* _EXERCISE AIM_
Quote the alumni profile word for word, the stretch from "What year did" through "for our veterans.".

Featured Alumni: Pasithorn Amy Suwanabol, MD

What year did you graduate as a fellow/resident?
I graduated in 2014.

What was your area of surgical focus?
I was a general surgery resident.

What is your current position and the healthcare organization for which you work? Any surgical specialty areas or duties you want to include?
I’m an assistant professor in the Department of Surgery at the University of Michigan (U-M) with a clinical practice at the Ann Arbor VA as a colorectal surgeon. I’m also a core faculty member at the U-M Center for Healthcare Outcomes & Policy with research focused on improving palliative care for surgical patients. My most recent work has been aimed at surgeon well-being and survivorship among patients with colorectal cancer, but I think my most rewarding work is training future surgeons and caring for our veterans.

Reflecting on your time at the Wisconsin Department of Surgery, what do you believe helped you prepare for the surgical career you have now?

* _DATA EXCERPTS_
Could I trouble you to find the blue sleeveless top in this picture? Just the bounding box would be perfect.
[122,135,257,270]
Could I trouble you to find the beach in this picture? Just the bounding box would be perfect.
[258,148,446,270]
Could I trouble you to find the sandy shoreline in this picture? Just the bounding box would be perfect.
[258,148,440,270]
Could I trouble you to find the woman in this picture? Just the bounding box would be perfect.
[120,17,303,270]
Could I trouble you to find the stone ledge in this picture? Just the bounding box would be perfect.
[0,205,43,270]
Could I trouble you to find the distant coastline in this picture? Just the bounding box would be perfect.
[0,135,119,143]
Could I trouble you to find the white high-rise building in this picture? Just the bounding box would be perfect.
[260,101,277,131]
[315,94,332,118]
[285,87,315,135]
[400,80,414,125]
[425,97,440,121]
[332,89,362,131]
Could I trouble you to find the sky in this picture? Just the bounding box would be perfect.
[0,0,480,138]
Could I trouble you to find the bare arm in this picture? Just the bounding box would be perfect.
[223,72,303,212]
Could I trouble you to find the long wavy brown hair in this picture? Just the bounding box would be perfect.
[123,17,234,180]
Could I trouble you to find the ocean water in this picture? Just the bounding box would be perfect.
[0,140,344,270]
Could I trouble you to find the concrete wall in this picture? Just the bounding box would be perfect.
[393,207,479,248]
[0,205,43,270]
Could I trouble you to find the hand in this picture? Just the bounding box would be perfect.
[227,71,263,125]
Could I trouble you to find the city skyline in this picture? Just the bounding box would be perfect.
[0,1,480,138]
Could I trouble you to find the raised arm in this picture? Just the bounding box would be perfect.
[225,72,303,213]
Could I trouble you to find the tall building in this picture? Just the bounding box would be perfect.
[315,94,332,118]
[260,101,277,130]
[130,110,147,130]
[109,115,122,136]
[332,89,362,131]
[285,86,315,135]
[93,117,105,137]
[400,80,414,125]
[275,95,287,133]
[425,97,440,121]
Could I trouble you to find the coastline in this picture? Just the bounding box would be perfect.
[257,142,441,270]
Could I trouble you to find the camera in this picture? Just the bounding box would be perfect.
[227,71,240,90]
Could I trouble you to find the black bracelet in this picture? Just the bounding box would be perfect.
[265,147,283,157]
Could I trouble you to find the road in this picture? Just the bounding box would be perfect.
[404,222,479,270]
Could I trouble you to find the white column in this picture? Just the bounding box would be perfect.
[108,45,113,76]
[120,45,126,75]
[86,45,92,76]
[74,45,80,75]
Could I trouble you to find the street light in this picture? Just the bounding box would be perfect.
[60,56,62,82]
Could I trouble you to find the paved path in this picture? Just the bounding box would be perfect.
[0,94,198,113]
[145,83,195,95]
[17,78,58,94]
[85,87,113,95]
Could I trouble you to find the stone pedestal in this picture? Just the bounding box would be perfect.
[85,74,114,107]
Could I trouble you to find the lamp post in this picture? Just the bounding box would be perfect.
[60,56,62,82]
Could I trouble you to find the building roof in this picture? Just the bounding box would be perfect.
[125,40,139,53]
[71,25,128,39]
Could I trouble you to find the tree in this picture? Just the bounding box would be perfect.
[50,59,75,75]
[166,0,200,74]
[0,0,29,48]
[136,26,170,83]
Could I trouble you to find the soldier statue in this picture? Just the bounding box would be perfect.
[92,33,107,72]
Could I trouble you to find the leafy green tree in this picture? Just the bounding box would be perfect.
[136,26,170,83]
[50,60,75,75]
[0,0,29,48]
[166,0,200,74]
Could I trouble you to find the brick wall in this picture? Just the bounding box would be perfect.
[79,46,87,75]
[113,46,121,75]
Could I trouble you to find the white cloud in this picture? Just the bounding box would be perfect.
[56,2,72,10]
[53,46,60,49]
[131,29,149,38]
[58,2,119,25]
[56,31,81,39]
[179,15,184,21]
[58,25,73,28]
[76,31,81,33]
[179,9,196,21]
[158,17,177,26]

* _OUTPUT OF THE TASK_
What year did you graduate as a fellow/resident?
I graduated in 2014.

What was your area of surgical focus?
I was a general surgery resident.

What is your current position and the healthcare organization for which you work? Any surgical specialty areas or duties you want to include?
I’m an assistant professor in the Department of Surgery at the University of Michigan (U-M) with a clinical practice at the Ann Arbor VA as a colorectal surgeon. I’m also a core faculty member at the U-M Center for Healthcare Outcomes & Policy with research focused on improving palliative care for surgical patients. My most recent work has been aimed at surgeon well-being and survivorship among patients with colorectal cancer, but I think my most rewarding work is training future surgeons and caring for our veterans.